THE PROBLEM: Render the entries below as a Markdown table with two columns, Row and Text. Put each line in its own row, number the rows in order, and leave out blank lines.

* * * *

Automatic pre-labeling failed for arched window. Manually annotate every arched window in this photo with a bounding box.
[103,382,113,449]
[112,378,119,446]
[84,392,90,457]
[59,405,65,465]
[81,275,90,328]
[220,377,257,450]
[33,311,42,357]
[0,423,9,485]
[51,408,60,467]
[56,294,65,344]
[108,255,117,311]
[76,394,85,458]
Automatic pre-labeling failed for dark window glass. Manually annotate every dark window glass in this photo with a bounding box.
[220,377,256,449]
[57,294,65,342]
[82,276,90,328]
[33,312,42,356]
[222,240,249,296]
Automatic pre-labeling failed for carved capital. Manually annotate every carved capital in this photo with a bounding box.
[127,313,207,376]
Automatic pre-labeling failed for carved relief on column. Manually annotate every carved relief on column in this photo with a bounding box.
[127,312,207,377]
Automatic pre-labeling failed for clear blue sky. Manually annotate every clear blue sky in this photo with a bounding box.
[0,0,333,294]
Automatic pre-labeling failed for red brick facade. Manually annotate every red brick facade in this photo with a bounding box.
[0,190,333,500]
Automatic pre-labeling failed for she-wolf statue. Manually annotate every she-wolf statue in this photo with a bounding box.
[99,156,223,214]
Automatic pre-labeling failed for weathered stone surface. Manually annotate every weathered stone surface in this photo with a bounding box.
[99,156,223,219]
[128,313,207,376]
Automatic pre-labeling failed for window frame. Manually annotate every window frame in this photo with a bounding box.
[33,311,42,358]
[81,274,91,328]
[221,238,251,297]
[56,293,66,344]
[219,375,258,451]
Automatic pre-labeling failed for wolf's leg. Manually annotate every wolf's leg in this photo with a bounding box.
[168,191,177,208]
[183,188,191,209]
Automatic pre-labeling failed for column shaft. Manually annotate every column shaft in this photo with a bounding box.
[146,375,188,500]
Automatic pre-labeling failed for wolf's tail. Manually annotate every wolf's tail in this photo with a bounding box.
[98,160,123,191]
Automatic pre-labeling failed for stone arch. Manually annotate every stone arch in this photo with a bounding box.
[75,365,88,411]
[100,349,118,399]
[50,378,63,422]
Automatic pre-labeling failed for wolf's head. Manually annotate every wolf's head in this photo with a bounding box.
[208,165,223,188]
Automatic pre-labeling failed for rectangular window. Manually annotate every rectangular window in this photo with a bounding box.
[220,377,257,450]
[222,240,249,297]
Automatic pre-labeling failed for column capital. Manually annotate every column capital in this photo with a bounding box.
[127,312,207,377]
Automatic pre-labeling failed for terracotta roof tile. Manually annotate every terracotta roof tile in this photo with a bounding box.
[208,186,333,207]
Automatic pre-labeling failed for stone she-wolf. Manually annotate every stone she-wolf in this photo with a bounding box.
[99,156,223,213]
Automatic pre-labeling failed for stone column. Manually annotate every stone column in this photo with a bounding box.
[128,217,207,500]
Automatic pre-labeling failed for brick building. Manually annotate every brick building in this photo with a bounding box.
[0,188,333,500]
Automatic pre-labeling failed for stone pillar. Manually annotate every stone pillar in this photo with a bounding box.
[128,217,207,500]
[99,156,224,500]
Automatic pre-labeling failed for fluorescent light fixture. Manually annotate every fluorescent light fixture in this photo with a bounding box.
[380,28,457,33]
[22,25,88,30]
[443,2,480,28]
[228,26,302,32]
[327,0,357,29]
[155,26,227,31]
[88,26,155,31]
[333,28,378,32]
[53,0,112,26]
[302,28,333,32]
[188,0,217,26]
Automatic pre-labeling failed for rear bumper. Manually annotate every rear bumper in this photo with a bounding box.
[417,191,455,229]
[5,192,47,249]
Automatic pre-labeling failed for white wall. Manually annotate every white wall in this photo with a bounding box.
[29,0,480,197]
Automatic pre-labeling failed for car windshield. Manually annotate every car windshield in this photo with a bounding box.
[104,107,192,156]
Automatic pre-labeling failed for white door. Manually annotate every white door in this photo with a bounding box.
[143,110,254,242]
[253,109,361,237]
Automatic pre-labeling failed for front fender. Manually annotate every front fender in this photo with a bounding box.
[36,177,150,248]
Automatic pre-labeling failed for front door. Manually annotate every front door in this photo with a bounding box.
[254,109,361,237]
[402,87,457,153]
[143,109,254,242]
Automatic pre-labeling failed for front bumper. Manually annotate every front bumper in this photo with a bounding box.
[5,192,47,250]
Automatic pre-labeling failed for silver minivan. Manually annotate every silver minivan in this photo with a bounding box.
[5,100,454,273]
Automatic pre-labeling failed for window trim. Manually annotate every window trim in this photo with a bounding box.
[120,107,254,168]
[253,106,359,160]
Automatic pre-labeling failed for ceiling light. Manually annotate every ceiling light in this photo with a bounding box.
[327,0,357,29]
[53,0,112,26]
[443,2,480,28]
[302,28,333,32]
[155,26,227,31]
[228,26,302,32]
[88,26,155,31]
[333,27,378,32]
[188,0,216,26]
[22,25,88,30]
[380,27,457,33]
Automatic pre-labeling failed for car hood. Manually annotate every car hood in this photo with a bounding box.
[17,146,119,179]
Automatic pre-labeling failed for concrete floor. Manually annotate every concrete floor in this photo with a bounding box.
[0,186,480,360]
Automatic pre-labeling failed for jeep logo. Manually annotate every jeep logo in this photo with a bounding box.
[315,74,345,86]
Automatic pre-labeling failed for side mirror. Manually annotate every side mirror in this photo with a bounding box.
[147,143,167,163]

* * * *

THE REPLY:
| Row | Text |
|---|---|
| 1 | Automatic pre-labeling failed for arched window. Manually annotate every arched window in this photo with a bounding box. |
| 2 | [103,382,113,449] |
| 3 | [112,378,119,446] |
| 4 | [84,392,90,457] |
| 5 | [59,405,65,465] |
| 6 | [81,275,90,328] |
| 7 | [220,377,257,450] |
| 8 | [33,311,42,357] |
| 9 | [0,423,9,485] |
| 10 | [51,408,60,467] |
| 11 | [56,294,65,344] |
| 12 | [108,255,117,311] |
| 13 | [76,394,85,458] |
| 14 | Automatic pre-labeling failed for dark window glass. Manually annotate every dark window glass in this photo with a bounding box. |
| 15 | [220,377,256,449] |
| 16 | [57,294,65,342] |
| 17 | [82,276,90,328] |
| 18 | [33,312,42,356] |
| 19 | [222,240,249,296] |
| 20 | Automatic pre-labeling failed for carved capital. Manually annotate every carved capital in this photo with a bounding box. |
| 21 | [127,313,207,376] |
| 22 | Automatic pre-labeling failed for carved relief on column. Manually annotate every carved relief on column in this photo with a bounding box. |
| 23 | [127,312,207,377] |
| 24 | Automatic pre-labeling failed for clear blue sky. Manually annotate every clear blue sky in this photo with a bounding box. |
| 25 | [0,0,333,294] |
| 26 | Automatic pre-labeling failed for red brick facade. Manually annotate every red brick facade in this photo with a bounding box. |
| 27 | [0,190,333,500] |
| 28 | Automatic pre-labeling failed for she-wolf statue. Manually annotate every she-wolf statue in this photo with a bounding box. |
| 29 | [99,156,223,214] |
| 30 | Automatic pre-labeling failed for weathered stone surface. Manually annotate every weathered stone surface in this photo with a bounding box. |
| 31 | [99,156,223,219] |
| 32 | [128,313,207,376] |
| 33 | Automatic pre-labeling failed for window frame. Manually annotate every window frame in this photo with a bounding box. |
| 34 | [33,311,42,358] |
| 35 | [81,274,91,328] |
| 36 | [221,238,251,297] |
| 37 | [56,293,66,344] |
| 38 | [219,375,258,451] |
| 39 | Automatic pre-labeling failed for wolf's leg. Manually annotate every wolf's leg in this photo with a bounding box. |
| 40 | [168,191,177,208] |
| 41 | [183,188,191,209] |
| 42 | Automatic pre-labeling failed for column shaft. Manually annotate every column shaft in this photo with a bounding box. |
| 43 | [146,375,188,500] |
| 44 | Automatic pre-labeling failed for wolf's tail. Manually annotate every wolf's tail in this photo with a bounding box. |
| 45 | [98,160,123,191] |
| 46 | Automatic pre-labeling failed for stone arch. Manually annotate every stone arch in this photo with a bounding box. |
| 47 | [75,365,88,411] |
| 48 | [100,349,118,399] |
| 49 | [50,378,63,422] |
| 50 | Automatic pre-labeling failed for wolf's head. Manually annotate every wolf's head in this photo with a bounding box. |
| 51 | [208,165,223,188] |
| 52 | Automatic pre-labeling failed for rectangular window. Manually annotate every rectangular window in this photo with a bounding box. |
| 53 | [220,377,257,450] |
| 54 | [222,240,249,297] |
| 55 | Automatic pre-labeling failed for column capital. Manually annotate every column capital in this photo with a bounding box. |
| 56 | [127,312,207,377] |
| 57 | Automatic pre-labeling failed for terracotta roof tile. Manually annotate every terracotta roof tile in this photo with a bounding box. |
| 58 | [208,186,333,207] |
| 59 | Automatic pre-labeling failed for stone she-wolf. Manually annotate every stone she-wolf in this photo with a bounding box. |
| 60 | [99,156,223,213] |
| 61 | Automatic pre-labeling failed for stone column. Manually annotate every stone column in this photo with a bounding box. |
| 62 | [128,217,207,500] |
| 63 | Automatic pre-labeling failed for brick building. Manually annotate every brick building in this photo with a bounding box. |
| 64 | [0,188,333,500] |
| 65 | Automatic pre-labeling failed for stone pillar. Manually annotate every stone pillar in this photo with a bounding box. |
| 66 | [128,217,207,500] |
| 67 | [99,156,224,500] |
| 68 | Automatic pre-labeling failed for fluorescent light fixture. Manually annotate every fluorescent light fixture in this photo with a bounding box. |
| 69 | [380,28,457,33] |
| 70 | [22,25,88,30] |
| 71 | [443,2,480,28] |
| 72 | [228,26,302,32] |
| 73 | [327,0,357,29] |
| 74 | [155,26,227,31] |
| 75 | [88,26,155,31] |
| 76 | [333,28,378,32] |
| 77 | [53,0,112,26] |
| 78 | [302,28,333,32] |
| 79 | [188,0,217,26] |
| 80 | Automatic pre-labeling failed for rear bumper. Manually annotate every rear bumper in this photo with a bounding box. |
| 81 | [417,191,455,229] |
| 82 | [5,192,47,249] |
| 83 | Automatic pre-labeling failed for white wall. Manually annotate every white wall in this photo with a bounding box. |
| 84 | [29,0,480,197] |
| 85 | Automatic pre-labeling failed for car windshield. Manually annotate every car windshield in this photo with a bounding box. |
| 86 | [104,107,192,156] |
| 87 | Automatic pre-labeling failed for white door. Manually annotate every white door in this photo with a bounding box. |
| 88 | [143,110,254,242] |
| 89 | [253,109,361,237] |
| 90 | Automatic pre-labeling failed for front fender. Manually annotate every front fender in this photo with a bounding box. |
| 91 | [36,177,150,248] |
| 92 | Automatic pre-labeling failed for front door. Manually annotate every front door in this photo with a bounding box. |
| 93 | [254,109,361,237] |
| 94 | [402,87,457,153] |
| 95 | [143,109,254,242] |
| 96 | Automatic pre-labeling failed for front bumper. Manually annotate every front bumper in this photo with a bounding box. |
| 97 | [5,192,47,250] |
| 98 | Automatic pre-labeling failed for silver minivan. Manually annotate every silver minivan in this photo with a bounding box. |
| 99 | [5,100,454,273] |
| 100 | Automatic pre-labeling failed for window trim. Manually annotate every window trim in this photo with a bounding box. |
| 101 | [120,107,254,168] |
| 102 | [253,106,359,160] |
| 103 | Automatic pre-labeling failed for ceiling light. Manually annotate every ceiling light in this photo with a bounding box. |
| 104 | [327,0,357,29] |
| 105 | [53,0,112,26] |
| 106 | [443,2,480,28] |
| 107 | [302,28,333,32] |
| 108 | [155,26,227,31] |
| 109 | [228,26,302,32] |
| 110 | [88,26,155,31] |
| 111 | [333,27,378,32] |
| 112 | [188,0,216,26] |
| 113 | [22,25,88,30] |
| 114 | [380,27,457,33] |
| 115 | Automatic pre-labeling failed for car hood. Manually annotate every car hood in this photo with a bounding box. |
| 116 | [17,146,119,179] |
| 117 | Automatic pre-labeling failed for concrete floor. Manually annotate every concrete floor in this photo with a bounding box. |
| 118 | [0,186,480,360] |
| 119 | Automatic pre-labeling failed for jeep logo. Manually annotate every jeep logo in this photo with a bounding box. |
| 120 | [315,74,345,86] |
| 121 | Automatic pre-labeling failed for side mirror. Manually annotate every side mirror in this photo with a bounding box. |
| 122 | [147,143,167,163] |